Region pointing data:
------------------------------
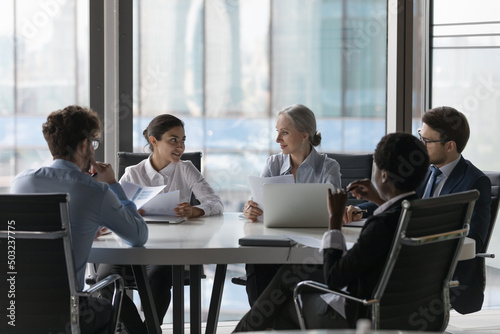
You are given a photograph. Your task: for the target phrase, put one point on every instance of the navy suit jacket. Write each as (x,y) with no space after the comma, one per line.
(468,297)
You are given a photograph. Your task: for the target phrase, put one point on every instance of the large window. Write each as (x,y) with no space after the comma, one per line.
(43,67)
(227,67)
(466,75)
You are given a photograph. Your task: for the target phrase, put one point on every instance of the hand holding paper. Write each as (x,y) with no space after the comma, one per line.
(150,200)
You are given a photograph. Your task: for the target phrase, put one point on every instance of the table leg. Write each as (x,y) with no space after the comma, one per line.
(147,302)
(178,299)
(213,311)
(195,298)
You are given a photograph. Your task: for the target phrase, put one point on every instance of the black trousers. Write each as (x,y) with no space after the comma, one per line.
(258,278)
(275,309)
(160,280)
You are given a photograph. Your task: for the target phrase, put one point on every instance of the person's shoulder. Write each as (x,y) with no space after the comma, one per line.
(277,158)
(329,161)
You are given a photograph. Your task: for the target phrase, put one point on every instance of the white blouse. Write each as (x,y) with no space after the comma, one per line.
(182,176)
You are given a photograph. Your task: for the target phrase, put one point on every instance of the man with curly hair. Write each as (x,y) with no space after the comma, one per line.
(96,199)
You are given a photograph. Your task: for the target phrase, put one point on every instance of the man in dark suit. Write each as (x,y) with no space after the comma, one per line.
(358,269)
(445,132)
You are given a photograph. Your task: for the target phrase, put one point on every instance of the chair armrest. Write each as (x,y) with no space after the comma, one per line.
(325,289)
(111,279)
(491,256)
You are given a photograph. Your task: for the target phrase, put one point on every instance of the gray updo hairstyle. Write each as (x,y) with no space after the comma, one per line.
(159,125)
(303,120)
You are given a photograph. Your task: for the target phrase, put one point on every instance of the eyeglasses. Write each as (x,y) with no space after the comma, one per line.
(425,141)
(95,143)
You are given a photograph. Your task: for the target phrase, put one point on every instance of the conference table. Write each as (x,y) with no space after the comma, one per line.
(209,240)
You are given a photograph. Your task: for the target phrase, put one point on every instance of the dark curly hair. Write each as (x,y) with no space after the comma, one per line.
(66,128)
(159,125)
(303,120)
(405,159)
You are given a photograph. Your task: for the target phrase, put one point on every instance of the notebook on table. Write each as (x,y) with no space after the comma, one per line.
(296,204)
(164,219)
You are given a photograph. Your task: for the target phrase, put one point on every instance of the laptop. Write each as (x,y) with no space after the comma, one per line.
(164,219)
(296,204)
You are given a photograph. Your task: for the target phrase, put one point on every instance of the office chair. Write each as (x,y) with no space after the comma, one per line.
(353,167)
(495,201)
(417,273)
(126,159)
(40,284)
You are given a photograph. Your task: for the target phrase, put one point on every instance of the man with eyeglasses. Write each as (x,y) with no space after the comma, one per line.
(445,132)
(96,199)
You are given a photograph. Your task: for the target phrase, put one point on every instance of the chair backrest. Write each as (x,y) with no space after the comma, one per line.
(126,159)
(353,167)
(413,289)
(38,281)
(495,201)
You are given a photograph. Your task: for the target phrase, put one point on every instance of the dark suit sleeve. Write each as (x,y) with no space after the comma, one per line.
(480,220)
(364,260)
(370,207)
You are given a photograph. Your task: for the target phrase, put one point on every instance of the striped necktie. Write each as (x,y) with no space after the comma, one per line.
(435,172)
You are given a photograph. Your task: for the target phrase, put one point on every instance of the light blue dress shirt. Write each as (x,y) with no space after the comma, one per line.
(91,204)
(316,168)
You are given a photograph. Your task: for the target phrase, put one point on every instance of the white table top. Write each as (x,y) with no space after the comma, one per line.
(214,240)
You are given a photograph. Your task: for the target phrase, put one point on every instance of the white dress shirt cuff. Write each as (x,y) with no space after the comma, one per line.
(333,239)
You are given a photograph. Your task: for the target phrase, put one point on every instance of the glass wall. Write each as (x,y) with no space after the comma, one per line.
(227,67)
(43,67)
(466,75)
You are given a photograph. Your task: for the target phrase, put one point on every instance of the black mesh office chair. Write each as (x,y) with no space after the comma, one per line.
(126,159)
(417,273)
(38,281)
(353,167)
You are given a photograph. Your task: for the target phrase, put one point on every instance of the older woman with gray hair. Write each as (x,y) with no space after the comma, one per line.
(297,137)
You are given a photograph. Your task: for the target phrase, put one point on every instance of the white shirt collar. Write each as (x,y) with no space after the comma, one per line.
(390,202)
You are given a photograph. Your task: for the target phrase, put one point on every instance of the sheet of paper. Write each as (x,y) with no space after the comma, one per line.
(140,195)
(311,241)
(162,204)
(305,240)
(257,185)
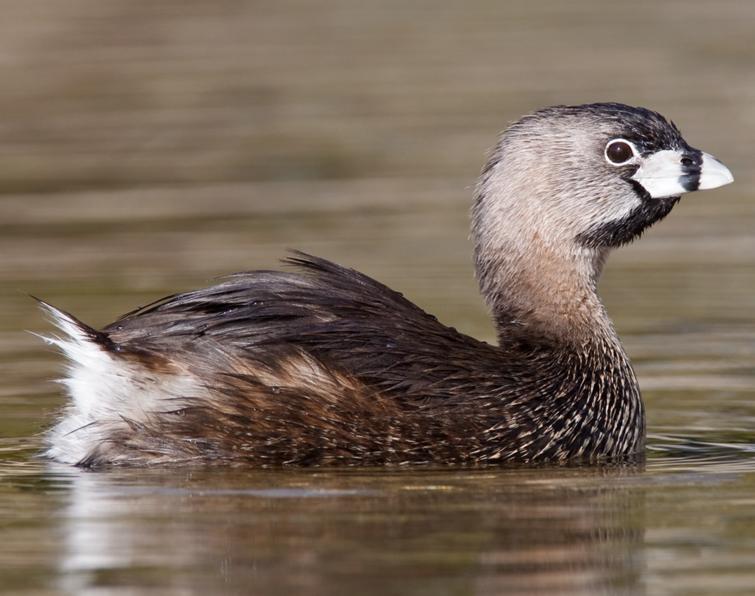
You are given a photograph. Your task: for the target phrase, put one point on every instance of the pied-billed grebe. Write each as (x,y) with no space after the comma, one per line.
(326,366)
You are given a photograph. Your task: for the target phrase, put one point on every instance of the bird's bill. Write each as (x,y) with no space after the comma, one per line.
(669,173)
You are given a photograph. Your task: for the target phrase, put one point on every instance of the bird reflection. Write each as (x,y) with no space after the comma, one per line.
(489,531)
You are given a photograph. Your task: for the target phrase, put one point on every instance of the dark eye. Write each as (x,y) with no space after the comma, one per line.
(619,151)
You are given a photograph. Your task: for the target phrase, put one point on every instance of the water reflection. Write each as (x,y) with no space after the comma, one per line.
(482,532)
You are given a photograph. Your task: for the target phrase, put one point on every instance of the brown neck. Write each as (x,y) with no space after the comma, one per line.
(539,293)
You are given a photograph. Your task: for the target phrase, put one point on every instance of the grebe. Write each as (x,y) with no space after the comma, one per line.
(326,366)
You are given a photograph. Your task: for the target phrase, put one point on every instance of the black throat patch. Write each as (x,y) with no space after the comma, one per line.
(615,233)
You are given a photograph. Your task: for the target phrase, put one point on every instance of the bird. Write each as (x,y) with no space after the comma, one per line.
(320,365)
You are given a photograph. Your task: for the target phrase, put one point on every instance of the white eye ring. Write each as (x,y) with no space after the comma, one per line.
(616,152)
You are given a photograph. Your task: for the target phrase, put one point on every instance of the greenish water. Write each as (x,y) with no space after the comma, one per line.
------------------------------
Set down every entry above exactly as written. Leave out all pictures.

> [Solution]
You are given a photograph. Your task: for the target phrase, put one point on every instance of the navy suit jacket. Write each as (x,y) with no space after the comma, one per line.
(468,297)
You are given a photograph. Your task: for the target phrase, put one point on every instance of the large window. Write each as (x,y) with no space after the comma, one per line.
(43,67)
(227,67)
(466,75)
You are given a photograph. Your task: for the target phrase, put one point on every instance of the hand holding paper. Write each as (x,y) with no space after the comma, one per line.
(150,200)
You are given a photograph. Your task: for the target phrase, put one point on every instance of the table leg. Write each as (x,y) with no space after the comma, one per line.
(147,302)
(178,299)
(213,311)
(195,298)
You are given a photograph. Your task: for the target phrase, put one point on every instance of the black trousers. Write each as (x,y) with no space after the comma, one per line.
(258,278)
(275,309)
(160,280)
You are given a photograph. Your task: for the target phrase, put one point on every instance of the person's shoulder. Write each as (x,y) with no space after the comma, one per line.
(277,158)
(329,161)
You are given a photograph. Your task: for the target phrase, put one point on every instance of the white blouse. Write each as (x,y) with no space after the comma, one per line.
(182,176)
You are given a photograph. Your task: for the target phrase, put one point on every instance of the man with curly hair. Write each as (x,y) with no space after the comma, one per line.
(96,199)
You are given a photograph. Your task: for the target phrase, put one point on every instance of the man in dark suit. Write each as (x,y) with no space after the comma, one per line.
(358,269)
(445,132)
You are given a photograph. Your task: for the target phrase, put one point on every instance of the chair armrest. Write each as (x,y) with no space after the comma, one per line.
(325,289)
(111,279)
(491,256)
You are given a photograph. Your task: for the target phrase, put one point on every instance of the gray updo hairstyle. Write each as (x,y) with no space after the comma, one per line.
(159,125)
(303,120)
You are given a photograph. Your task: for the target phrase, put one point on every instance of the eyeglasses. Write each as (x,y) with no space after the comma, one per line.
(425,141)
(95,143)
You are given a photograph. Your task: for the target phrase, put one point on every instance of the conference table. Write each as (x,y) with no space after the comma, one per line.
(209,240)
You are given a photograph. Your task: for the target phrase, put one point on every instance of the dark curly hair. Write each as (x,y) with no space after the comma, one per line.
(66,128)
(159,125)
(303,120)
(405,159)
You are given a photograph. Your task: for the target phrase, put one point on every instance of the notebook on table. Write each as (x,y) with no space after the comma, one per line.
(296,204)
(164,219)
You are given a photograph. Your task: for the target phrase, put one point on every instance of the laptop. Write each as (x,y) with no space after the comma, one per line.
(164,219)
(296,204)
You are given a photograph. Your task: for the target phrase, put one point on every instance of the office chair. Write each as (x,y) with no space after the comma, one per line.
(353,167)
(495,201)
(417,273)
(126,159)
(40,284)
You are given a photograph. Your task: for the target phrase, put one point on every instance of the man with eyeglasses. Write each as (x,y) with no space after the comma, one per line.
(445,132)
(96,199)
You are given a photograph. Your task: for the target phrase, put one point on every instance of the chair backrest. Write each as (x,y) with no space after the comma, one per line.
(126,159)
(353,167)
(413,289)
(38,281)
(495,201)
You are given a photograph. Your task: for the target phrase, put one point on every instance of the dark suit sleeve. Write each as (x,y) with no space after the comma, one per line.
(480,220)
(364,260)
(370,207)
You are given a photograph. Your task: for the target phrase, put one point on every instance of the striped necktie. Write each as (x,y) with no space after the comma, one per line.
(435,172)
You are given a photograph. Your task: for the target phrase, put one point on every instance of the light blue dress shirt. Write each as (x,y) with no space after the comma, one per line.
(91,204)
(316,168)
You are given a photograph. Your task: for the target phrase, put one point on every instance of the white table top. Write each as (x,y) with no space after the comma, one per line.
(214,240)
You are given a photograph. Your task: for the target phrase, put one point on every instance of the white dress shirt cuff. Write each as (x,y) with no space after the comma, one per line.
(333,239)
You are given a photograph. Your task: for the target phrase, put one point on every instance of the glass wall. Write each as (x,y) with no space after the comma, one per line.
(227,67)
(43,67)
(466,75)
You are given a photograph. Your task: for the target phrase, put one point on every instance of the black mesh office chair. Write each as (x,y) with no space after the comma, one per line.
(126,159)
(417,273)
(38,281)
(353,167)
You are given a photograph. Your task: for the target phrase, put one point on every instance of the older woman with gray hair. Write each as (x,y) with no space after the comma, one per line.
(297,137)
You are given a photograph. Your task: for the target phrase, put one point on every instance of the white shirt collar. Write each as (x,y) with no space after the comma, one per line.
(390,202)
You are given a photograph. Your task: for the target phrase, put one point on every instance of the sheet of paper. Write each as (x,y) with no space after the comma, one per line.
(140,195)
(311,241)
(162,204)
(305,240)
(257,185)
You are given a photograph. Your task: for the target phrase, put one point on every instance of the pied-billed grebe. Write each as (x,y) with no space after the comma, one per line.
(326,366)
You are given a photograph. Your task: for the target phrase, put one point on every instance of the bird's bill. Write each as (x,y) with no space after the comma, one per line.
(669,173)
You are given a photograph. Your task: for the target phrase, put one point on every instance of the bird reflection. Write each as (x,y) with no space after the comma, one per line.
(489,531)
You are given a photograph. Your task: for the target phrase, put one point on every instance of the dark eye. Write each as (x,y) with no space after the comma, one per line.
(619,151)
You are given a photograph. Your task: for the target phrase, put one point on every instance of the water reflection. Write each as (x,y) with no space after the comma, one per line.
(482,532)
You are given a photograph. Your task: for the target phrase, put one point on every instance of the brown neck. Write each as (x,y) with no space after the comma, one per line.
(539,293)
You are given a photograph. Your task: for the target phrase, put one point on every instance of the grebe. Write each as (x,y) with no space after the comma, one per line.
(326,366)
You are given a photograph. Your task: for the target phrase, put one point on every instance of the black throat patch. Write each as (x,y) with no space after the comma, one per line.
(615,233)
You are given a photograph. Your task: for the target phrase, put one point on every instance of the bird. Write each as (x,y) with no space after the comma, one per line.
(320,365)
You are given a photograph. Your task: for the target phrase, put one point on every instance of the white eye ring. Write each as (x,y) with no space after the comma, one per line.
(616,152)
You are given a photograph. Your task: for the target phrase, put one point on every instance of the greenish water. Write each as (x,y) with no space after the comma, one per line.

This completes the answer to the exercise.